> _WORK INSTRUCTION_: The answer is the data repeated in full, with no pictures included.

Recorded data
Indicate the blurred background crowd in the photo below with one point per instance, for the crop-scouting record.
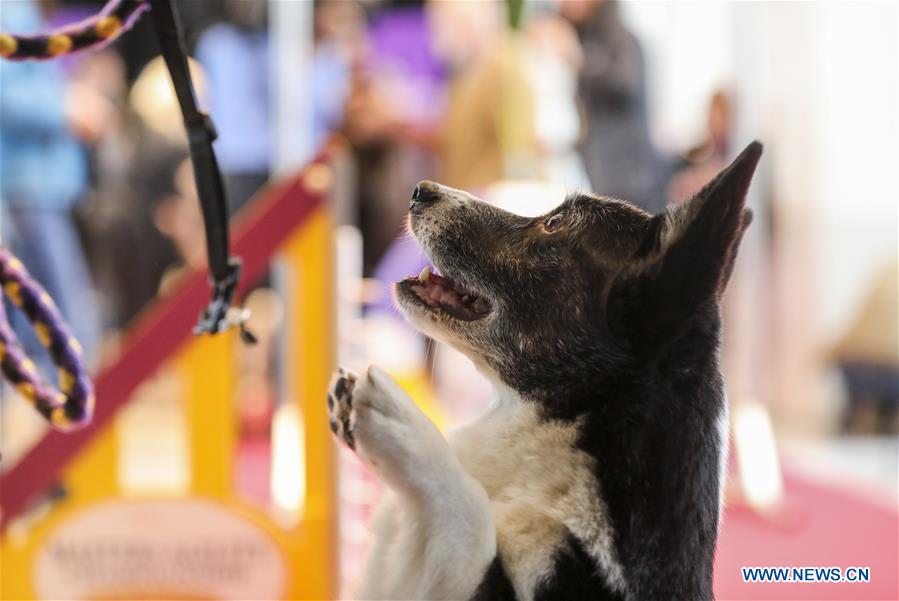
(518, 101)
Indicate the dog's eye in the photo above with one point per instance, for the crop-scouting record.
(554, 222)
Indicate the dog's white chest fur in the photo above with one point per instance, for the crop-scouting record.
(510, 483)
(541, 488)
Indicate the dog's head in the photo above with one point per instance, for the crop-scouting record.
(595, 284)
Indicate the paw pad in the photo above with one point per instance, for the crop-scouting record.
(340, 405)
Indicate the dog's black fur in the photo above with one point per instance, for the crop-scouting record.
(610, 316)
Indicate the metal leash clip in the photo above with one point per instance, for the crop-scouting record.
(219, 315)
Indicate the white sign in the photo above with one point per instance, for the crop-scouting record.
(176, 549)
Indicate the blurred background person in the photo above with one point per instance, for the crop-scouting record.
(618, 151)
(235, 55)
(44, 120)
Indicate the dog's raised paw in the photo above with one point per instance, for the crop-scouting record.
(340, 405)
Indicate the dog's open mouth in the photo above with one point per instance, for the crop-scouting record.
(440, 292)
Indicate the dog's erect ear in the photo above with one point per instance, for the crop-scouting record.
(689, 255)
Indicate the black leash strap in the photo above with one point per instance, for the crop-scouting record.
(225, 270)
(115, 18)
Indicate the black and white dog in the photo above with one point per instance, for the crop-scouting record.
(597, 472)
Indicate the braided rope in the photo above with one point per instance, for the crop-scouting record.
(94, 32)
(72, 405)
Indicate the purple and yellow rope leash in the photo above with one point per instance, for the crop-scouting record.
(94, 32)
(71, 406)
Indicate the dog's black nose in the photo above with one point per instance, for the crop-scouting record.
(425, 193)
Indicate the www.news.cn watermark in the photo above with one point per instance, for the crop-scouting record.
(805, 574)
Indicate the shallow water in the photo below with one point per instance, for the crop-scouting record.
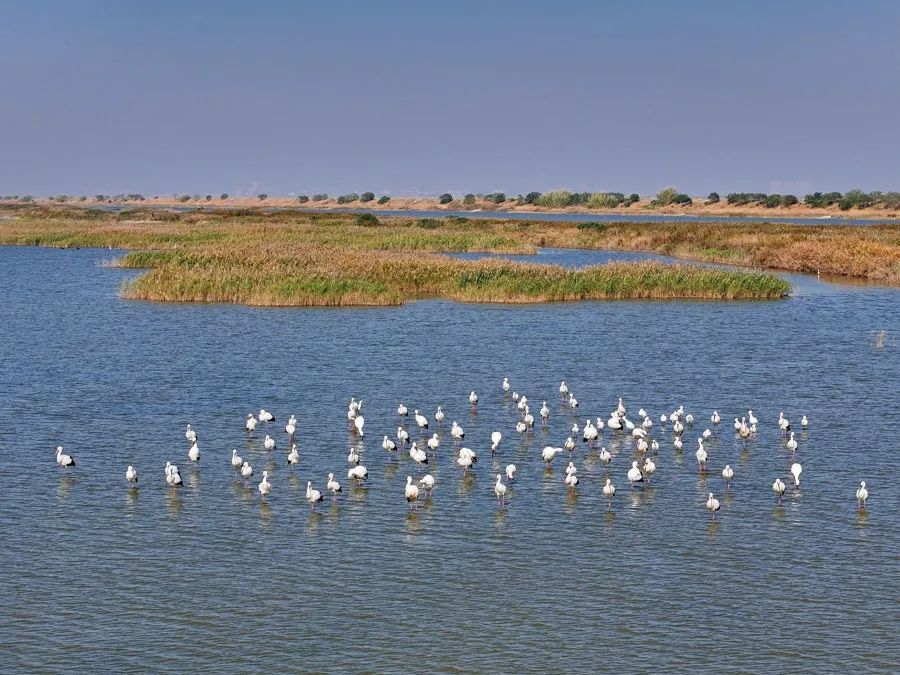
(96, 576)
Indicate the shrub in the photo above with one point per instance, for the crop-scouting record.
(367, 220)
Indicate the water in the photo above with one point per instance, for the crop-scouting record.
(209, 578)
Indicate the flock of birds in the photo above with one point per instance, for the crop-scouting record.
(617, 423)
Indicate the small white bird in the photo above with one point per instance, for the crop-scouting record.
(500, 491)
(634, 474)
(862, 494)
(712, 504)
(293, 456)
(411, 492)
(312, 496)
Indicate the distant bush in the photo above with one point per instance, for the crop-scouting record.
(367, 220)
(593, 226)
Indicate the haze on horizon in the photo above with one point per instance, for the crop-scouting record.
(408, 98)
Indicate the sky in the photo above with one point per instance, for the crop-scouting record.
(414, 98)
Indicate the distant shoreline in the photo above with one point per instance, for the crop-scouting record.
(643, 207)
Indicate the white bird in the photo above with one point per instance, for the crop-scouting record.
(500, 491)
(712, 504)
(293, 456)
(411, 492)
(796, 470)
(417, 455)
(862, 494)
(727, 474)
(312, 496)
(609, 490)
(65, 461)
(634, 474)
(359, 473)
(778, 488)
(332, 486)
(548, 453)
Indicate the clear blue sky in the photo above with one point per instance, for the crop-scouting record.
(422, 97)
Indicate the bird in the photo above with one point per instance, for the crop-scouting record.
(634, 474)
(609, 490)
(796, 470)
(712, 504)
(411, 492)
(862, 494)
(65, 461)
(332, 486)
(727, 474)
(500, 491)
(778, 489)
(293, 456)
(359, 473)
(312, 496)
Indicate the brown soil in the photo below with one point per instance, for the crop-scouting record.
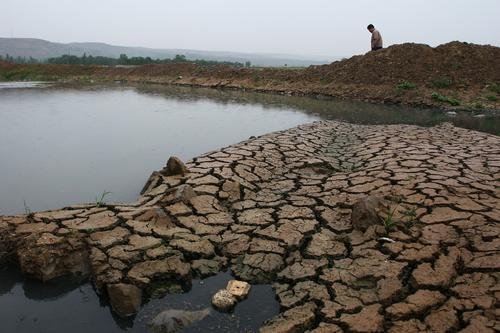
(284, 208)
(466, 72)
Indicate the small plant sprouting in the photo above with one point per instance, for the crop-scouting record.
(100, 201)
(388, 221)
(494, 87)
(27, 210)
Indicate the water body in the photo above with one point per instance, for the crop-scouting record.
(65, 145)
(69, 305)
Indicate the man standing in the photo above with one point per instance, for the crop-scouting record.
(376, 38)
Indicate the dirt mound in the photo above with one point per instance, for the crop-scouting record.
(454, 63)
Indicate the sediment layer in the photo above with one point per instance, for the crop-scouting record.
(453, 75)
(293, 208)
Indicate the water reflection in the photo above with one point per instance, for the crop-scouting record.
(328, 108)
(72, 305)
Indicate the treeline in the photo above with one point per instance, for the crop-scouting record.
(19, 60)
(124, 60)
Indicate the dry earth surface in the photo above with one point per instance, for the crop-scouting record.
(359, 228)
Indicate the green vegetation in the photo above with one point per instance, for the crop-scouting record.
(442, 82)
(445, 99)
(100, 201)
(494, 87)
(27, 210)
(404, 86)
(388, 221)
(124, 60)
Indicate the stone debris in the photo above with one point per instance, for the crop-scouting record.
(239, 289)
(359, 228)
(223, 300)
(175, 167)
(125, 299)
(171, 321)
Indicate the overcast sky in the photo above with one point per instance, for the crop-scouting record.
(312, 27)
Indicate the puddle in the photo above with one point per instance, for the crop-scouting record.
(68, 305)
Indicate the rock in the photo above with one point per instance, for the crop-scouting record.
(125, 299)
(174, 167)
(223, 300)
(99, 221)
(170, 321)
(365, 212)
(49, 256)
(238, 289)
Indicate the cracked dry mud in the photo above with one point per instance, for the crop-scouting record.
(277, 209)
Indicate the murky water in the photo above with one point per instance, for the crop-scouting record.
(69, 305)
(65, 145)
(60, 146)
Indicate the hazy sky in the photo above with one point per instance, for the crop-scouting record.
(308, 27)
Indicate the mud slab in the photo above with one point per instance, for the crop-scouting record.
(278, 208)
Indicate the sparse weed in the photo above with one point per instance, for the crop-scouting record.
(100, 201)
(494, 87)
(27, 210)
(404, 85)
(442, 82)
(388, 221)
(445, 99)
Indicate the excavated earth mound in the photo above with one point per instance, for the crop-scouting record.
(360, 228)
(461, 62)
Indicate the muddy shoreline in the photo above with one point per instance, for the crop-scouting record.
(290, 208)
(452, 76)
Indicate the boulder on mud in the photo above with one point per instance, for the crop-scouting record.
(174, 167)
(238, 289)
(47, 256)
(365, 212)
(170, 321)
(125, 299)
(223, 300)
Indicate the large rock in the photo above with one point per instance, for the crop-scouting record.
(170, 321)
(174, 167)
(238, 289)
(47, 256)
(125, 299)
(223, 300)
(365, 212)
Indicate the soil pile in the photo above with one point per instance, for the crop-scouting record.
(460, 63)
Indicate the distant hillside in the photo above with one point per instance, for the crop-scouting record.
(42, 49)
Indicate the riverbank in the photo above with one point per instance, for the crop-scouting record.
(361, 228)
(453, 76)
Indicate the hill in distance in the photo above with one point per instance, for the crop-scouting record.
(42, 49)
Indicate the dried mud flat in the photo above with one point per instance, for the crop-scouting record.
(293, 208)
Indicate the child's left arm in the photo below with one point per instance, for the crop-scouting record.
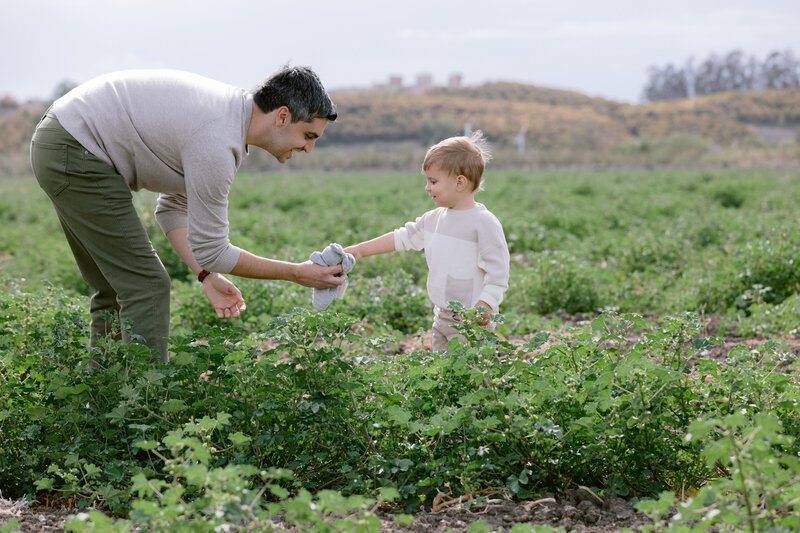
(494, 260)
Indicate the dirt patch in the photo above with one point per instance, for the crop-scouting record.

> _REPLY_:
Indicate the blurred background crowd in the photo below with one point per instance, for the crop-scouting record.
(518, 101)
Indicate the dog's eye in the photo above with one point per instance, for the crop-scouting record.
(554, 222)
Indicate the dog's white chest fur in the photo above with one point per instance, for the crop-scouting record.
(510, 483)
(541, 488)
Indicate the dog's head in the photo above with one point per instance, for the crop-scouting record.
(595, 284)
Indicate the paw pad in the photo above with one point per instance, for the crop-scouting record.
(340, 405)
Indicate the dog's black fur in the photo above with one point per instance, for the crop-scouting record.
(610, 316)
Indicate the metal leash clip in the photo above with one point per instance, for the crop-scouting record.
(219, 315)
Indicate the white sign in the photo above with one point per instance, for the crop-scouting record.
(176, 549)
Indicate the blurred background person in the photo above with one point per instance, for the crop-scouting record.
(618, 151)
(235, 55)
(44, 120)
Indicate the dog's raised paw in the photo above with one point per instance, for the crop-scouting record.
(340, 405)
Indicate the dog's open mouth in the photo above with one point per instance, for the crop-scouting record.
(440, 292)
Indicate the dog's erect ear in the photo above with one point per instance, for the crop-scouting record.
(689, 255)
Indicate the black leash strap in the photo above with one point per instance, for the crop-scouting record.
(225, 270)
(115, 18)
Indicate the black and white dog in the photo above with one point per instance, for the crop-scouting record.
(597, 472)
Indicate the braided rope in the photo above with one point per instance, for the crop-scouting record.
(94, 32)
(72, 405)
Indicate the purple and yellow rope leash in the photo above with one point per instance, for the crop-scouting record.
(94, 32)
(71, 406)
Indicate the dog's black nose in the photo above with one point per instance, for the crop-scouting record.
(425, 193)
Indicate the www.news.cn watermark in the photo above with one point per instance, for the crop-scouting record.
(805, 574)
Indicate the shallow water in the photo below with one point per instance, for the crop-scouting record.
(96, 576)
Indicate the shrub in the photo above with one point per instance, for the crop-scouting record.
(367, 220)
Indicate the water in the photo above with one point per instance, for the crop-scouting record.
(209, 578)
Indicate the flock of birds in the photo above with one point per instance, for the crop-scouting record.
(617, 423)
Indicate the small white bird in the photo above with one point per instance, for the crop-scouting record.
(500, 491)
(634, 474)
(862, 494)
(712, 504)
(293, 456)
(411, 492)
(312, 496)
Indicate the distant bush in the photo above with one point per instance, for the crop-scouting record.
(367, 220)
(593, 226)
Indicate the haze on horizon in the photo above with one point per instance, for the crop-scouting record.
(408, 98)
Indicate the sky in the photo above with one point per instance, for the crop-scouting record.
(414, 98)
Indicate the distant shoreline in the photo above with one point per instance, for the crop-scouting record.
(643, 207)
Indicate the white bird in the photo above with one point per instance, for the crop-scouting record.
(500, 491)
(712, 504)
(293, 456)
(411, 492)
(796, 470)
(417, 455)
(862, 494)
(727, 474)
(312, 496)
(609, 490)
(65, 461)
(634, 474)
(359, 473)
(778, 488)
(332, 486)
(548, 453)
Indicate the clear blue sky in the photo above with one point per instance, for the crop-scouting record.
(422, 97)
Indicate the bird in the photo above with one point per instance, for the crop-scouting record.
(634, 474)
(609, 490)
(796, 470)
(712, 504)
(411, 492)
(862, 494)
(65, 461)
(332, 486)
(727, 474)
(500, 491)
(778, 489)
(293, 456)
(359, 473)
(312, 496)
Indicate the brown soil in the photo below with one point per instance, for the crop-scouting record.
(284, 208)
(466, 72)
Indicate the small plant sprouting in the photo above with one point per instance, for the crop-scouting record.
(100, 201)
(388, 221)
(494, 87)
(27, 210)
Indicate the water body in the photo above with one point per instance, for the crop-scouting record.
(65, 145)
(69, 305)
Indicate the man standing in the photo above with one point per instance, for the crop-scouting record.
(376, 38)
Indicate the dirt mound in the photo above with one point per instance, for the crop-scouting record.
(454, 63)
Indicate the sediment layer in the photo above with one point per instance, for the crop-scouting record.
(453, 75)
(293, 208)
Indicate the water reflection in the photo above with one point per instance, for the crop-scouting record.
(328, 108)
(72, 305)
Indicate the treeline in the photo above with one point per instance, for the crop-scouting record.
(19, 60)
(124, 60)
Indicate the dry earth surface in the photo above with one point per instance, for the crop-scouting record.
(359, 228)
Indicate the green vegetation in the photo above with one point per instance, for the crop-scouting record.
(442, 82)
(445, 99)
(100, 201)
(494, 87)
(27, 210)
(404, 86)
(388, 221)
(124, 60)
Indicate the stone debris in the photo above with one point per instance, for the crop-scouting record.
(239, 289)
(359, 228)
(223, 300)
(175, 167)
(125, 299)
(171, 321)
Indicate the overcast sky in the photo above with one point per instance, for the crop-scouting record.
(312, 27)
Indicate the puddle in the photo above with one point per instance, for the crop-scouting record.
(68, 305)
Indicate the rock in the photo above with one point per instance, for the crop-scouting record.
(125, 299)
(174, 167)
(223, 300)
(99, 221)
(170, 321)
(365, 212)
(49, 256)
(238, 289)
Indicate the cracked dry mud in the photo above with one point per instance, for the crop-scouting record.
(277, 209)
Indicate the murky water in the photo above with one point per instance, for the crop-scouting record.
(69, 305)
(65, 145)
(60, 146)
Indicate the hazy sky in the photo above with one point per instance, for the crop-scouting record.
(308, 27)
Indicate the mud slab in the photo above with one point per instance, for the crop-scouting record.
(278, 208)
Indicate the sparse weed in the photo above with one point per instance, for the crop-scouting record.
(100, 201)
(494, 87)
(27, 210)
(404, 85)
(442, 82)
(388, 221)
(445, 99)
Indicate the excavated earth mound in the photo above with one point per instance, for the crop-scouting record.
(360, 228)
(461, 62)
Indicate the muddy shoreline in the photo above with one point per instance, for the crop-scouting record.
(290, 208)
(452, 76)
Indicate the boulder on mud in the photo above with one point per instance, for the crop-scouting record.
(174, 167)
(238, 289)
(47, 256)
(365, 212)
(170, 321)
(125, 299)
(223, 300)
Indicate the large rock in the photo above with one point per instance, for the crop-scouting record.
(170, 321)
(174, 167)
(238, 289)
(47, 256)
(125, 299)
(223, 300)
(365, 212)
Indicate the soil pile in the photo above with one point per instance, for the crop-scouting record.
(460, 63)
Indicate the distant hillside in the photo above with one point per instance, for the crop-scouting record.
(42, 49)
Indicate the riverbank in the photo above with one point per instance, for the crop-scouting record.
(361, 228)
(453, 76)
Indicate the hill in distance in the photo above with one point per instance, for the crop-scouting record.
(42, 49)
Indicate the dried mud flat in the photo above with one point per instance, for the crop-scouting record.
(293, 208)
Indicate the child's left arm in the photo below with one point per instance, for the crop-scouting record.
(494, 260)
Indicate the dirt patch in the photo above with one point per instance, for the crop-scouting record.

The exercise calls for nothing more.